Pull out every line of the data that contains the string "clicks", with case counting.
=== Section Start ===
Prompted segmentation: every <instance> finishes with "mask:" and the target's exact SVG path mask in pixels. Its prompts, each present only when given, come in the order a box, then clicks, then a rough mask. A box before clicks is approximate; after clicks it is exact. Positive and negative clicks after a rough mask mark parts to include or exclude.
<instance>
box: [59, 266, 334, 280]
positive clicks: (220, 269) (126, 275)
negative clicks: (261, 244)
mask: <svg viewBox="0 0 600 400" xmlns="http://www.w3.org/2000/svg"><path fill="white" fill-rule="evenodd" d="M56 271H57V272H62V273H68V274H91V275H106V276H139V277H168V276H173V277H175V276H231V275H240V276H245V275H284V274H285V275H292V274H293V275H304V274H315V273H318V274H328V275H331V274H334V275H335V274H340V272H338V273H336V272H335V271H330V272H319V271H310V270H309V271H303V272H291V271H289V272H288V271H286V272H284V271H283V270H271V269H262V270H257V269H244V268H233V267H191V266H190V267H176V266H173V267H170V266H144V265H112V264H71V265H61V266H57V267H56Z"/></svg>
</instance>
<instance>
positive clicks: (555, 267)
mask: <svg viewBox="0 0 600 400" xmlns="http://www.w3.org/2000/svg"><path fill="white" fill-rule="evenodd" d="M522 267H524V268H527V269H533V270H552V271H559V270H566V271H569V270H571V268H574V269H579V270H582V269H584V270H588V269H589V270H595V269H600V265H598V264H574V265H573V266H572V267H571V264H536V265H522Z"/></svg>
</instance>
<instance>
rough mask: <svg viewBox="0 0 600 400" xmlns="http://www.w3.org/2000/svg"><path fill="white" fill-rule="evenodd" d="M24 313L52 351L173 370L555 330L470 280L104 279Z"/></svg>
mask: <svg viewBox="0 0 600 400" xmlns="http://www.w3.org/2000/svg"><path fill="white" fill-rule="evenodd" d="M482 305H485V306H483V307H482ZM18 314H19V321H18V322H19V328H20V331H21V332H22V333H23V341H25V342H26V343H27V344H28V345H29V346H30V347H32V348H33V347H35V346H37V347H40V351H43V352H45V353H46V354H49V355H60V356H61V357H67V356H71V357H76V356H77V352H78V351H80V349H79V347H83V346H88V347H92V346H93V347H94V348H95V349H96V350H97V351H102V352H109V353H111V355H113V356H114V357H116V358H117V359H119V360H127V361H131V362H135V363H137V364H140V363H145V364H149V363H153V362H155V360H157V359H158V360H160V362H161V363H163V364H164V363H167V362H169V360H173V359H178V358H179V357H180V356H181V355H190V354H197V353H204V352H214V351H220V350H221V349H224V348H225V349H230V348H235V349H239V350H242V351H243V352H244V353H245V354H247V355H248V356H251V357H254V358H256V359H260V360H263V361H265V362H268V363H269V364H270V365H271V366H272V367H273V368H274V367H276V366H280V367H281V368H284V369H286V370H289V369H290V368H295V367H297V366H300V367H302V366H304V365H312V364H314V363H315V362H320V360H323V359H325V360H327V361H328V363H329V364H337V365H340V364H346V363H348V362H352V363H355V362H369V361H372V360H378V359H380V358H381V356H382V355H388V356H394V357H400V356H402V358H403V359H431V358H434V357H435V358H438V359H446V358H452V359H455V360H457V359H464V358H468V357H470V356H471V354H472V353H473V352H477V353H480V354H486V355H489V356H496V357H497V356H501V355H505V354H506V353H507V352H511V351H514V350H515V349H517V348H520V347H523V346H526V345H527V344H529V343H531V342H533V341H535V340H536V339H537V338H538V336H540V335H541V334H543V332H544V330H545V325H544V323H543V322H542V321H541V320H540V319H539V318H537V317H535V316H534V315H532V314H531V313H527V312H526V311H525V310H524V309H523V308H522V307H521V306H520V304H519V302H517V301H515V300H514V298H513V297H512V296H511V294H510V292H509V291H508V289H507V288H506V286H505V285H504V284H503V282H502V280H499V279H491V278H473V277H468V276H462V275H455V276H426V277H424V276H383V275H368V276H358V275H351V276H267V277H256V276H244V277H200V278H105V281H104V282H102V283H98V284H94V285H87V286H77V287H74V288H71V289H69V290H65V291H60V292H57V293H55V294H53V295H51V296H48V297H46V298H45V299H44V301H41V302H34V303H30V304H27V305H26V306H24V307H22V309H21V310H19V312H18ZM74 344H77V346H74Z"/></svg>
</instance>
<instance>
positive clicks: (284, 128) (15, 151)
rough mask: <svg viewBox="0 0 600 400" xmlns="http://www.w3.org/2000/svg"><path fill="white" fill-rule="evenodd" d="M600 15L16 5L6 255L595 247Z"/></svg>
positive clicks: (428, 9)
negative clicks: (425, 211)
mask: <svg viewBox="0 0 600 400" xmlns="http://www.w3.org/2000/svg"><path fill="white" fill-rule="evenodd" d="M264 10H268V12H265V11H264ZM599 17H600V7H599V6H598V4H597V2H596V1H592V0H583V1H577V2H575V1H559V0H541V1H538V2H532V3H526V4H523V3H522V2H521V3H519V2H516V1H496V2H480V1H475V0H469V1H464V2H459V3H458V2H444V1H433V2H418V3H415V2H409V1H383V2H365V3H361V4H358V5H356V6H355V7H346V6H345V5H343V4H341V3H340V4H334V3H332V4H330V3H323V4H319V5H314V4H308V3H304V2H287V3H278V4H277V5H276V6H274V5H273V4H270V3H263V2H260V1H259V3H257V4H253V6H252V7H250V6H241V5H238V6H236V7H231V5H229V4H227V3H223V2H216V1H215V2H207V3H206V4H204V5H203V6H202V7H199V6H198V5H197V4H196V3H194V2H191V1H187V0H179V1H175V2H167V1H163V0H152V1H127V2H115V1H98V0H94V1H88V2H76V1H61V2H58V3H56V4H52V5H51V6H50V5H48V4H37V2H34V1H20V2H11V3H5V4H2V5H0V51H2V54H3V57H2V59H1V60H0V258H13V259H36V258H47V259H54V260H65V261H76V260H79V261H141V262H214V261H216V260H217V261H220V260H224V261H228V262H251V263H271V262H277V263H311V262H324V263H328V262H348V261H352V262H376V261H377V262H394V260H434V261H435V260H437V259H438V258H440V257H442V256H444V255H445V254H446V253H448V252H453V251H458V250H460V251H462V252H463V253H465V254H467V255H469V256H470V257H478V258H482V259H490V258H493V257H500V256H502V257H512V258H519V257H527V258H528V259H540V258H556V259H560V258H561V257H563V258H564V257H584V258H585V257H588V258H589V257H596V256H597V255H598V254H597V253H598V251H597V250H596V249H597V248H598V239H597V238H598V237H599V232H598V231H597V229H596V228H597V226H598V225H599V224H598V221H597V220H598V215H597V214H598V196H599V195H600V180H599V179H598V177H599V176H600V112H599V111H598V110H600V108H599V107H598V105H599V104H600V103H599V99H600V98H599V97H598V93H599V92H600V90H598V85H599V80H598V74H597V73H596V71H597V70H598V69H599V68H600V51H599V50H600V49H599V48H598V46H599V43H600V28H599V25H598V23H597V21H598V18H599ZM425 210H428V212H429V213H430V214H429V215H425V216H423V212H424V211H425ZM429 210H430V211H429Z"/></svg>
=== Section End ===
• [Exercise result]
Prompted segmentation: every <instance> finishes with "mask:" and the target's exact SVG path mask in pixels. Its prompts, each present only when given, come in the order a box, then clicks, then a rough mask. A box before clicks is approximate; after clicks it is exact. Positive and negative clicks after a rough mask mark parts to include or exclude.
positive clicks: (220, 269) (126, 275)
negative clicks: (261, 244)
positive clicks: (555, 267)
positive clicks: (284, 128) (15, 151)
positive clicks: (428, 9)
negative clicks: (425, 211)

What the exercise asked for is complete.